CONSIGNES:
(1) Renvoyez le passage de l'extrait sur le RC Lens depuis « Avec le confinement, le » jusqu'à « le football ? », sans rien y changer.
(2) D'après l'extrait sur le RC Lens, quel club a été envoyé en Ligue 2 lorsque les classements ont été figés ?

EXTRAIT DU DOCUMENT:
Le RC Lens était alors deuxième de Ligue 2, ayant même joué son dernier match à huis-clos en raison des premières mesures sanitaires. C’était là un premier « drame », car à ce niveau, le football sans supporters n’est plus vraiment la même chose… Et inversement, pour les supporters, le football sans le stade, ce n’est plus vraiment le football. Même quand on ne va pas au stade soi-même, un match à la télévision avec un stade vide, cela n’a aucune saveur.
Avec le confinement, le championnat a été suspendu puis la fin de saison décrétée, probablement à juste titre contrairement à ce qu’il s’est fait dans d’autre pays où les matchs sont joués sans public, pour finir « administrativement » la saison. En France, les classements ont été figés et le RC Lens s’est vu officiellement promu en Ligue 1 (et le Amiens SC a été honteusement poussé vers la Ligue 2). Mais une promotion sans supporters qui la fêtent, sans envahissement de terrain, sans défilé des joueurs dans la ville, sans salves d’applaudissement et autres manifestations d’une joie démesurée, quel sens cela-a-t-il ? Est-ce toujours ça, le football ?

DONNÉES FOURNIES:

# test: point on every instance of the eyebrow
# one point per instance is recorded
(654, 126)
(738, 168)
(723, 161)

TÂCHES RÉSOLUES:
(1)
Avec le confinement, le championnat a été suspendu puis la fin de saison décrétée, probablement à juste titre contrairement à ce qu’il s’est fait dans d’autre pays où les matchs sont joués sans public, pour finir « administrativement » la saison. En France, les classements ont été figés et le RC Lens s’est vu officiellement promu en Ligue 1 (et le Amiens SC a été honteusement poussé vers la Ligue 2). Mais une promotion sans supporters qui la fêtent, sans envahissement de terrain, sans défilé des joueurs dans la ville, sans salves d’applaudissement et autres manifestations d’une joie démesurée, quel sens cela-a-t-il ? Est-ce toujours ça, le football ?

(2) Le Amiens SC.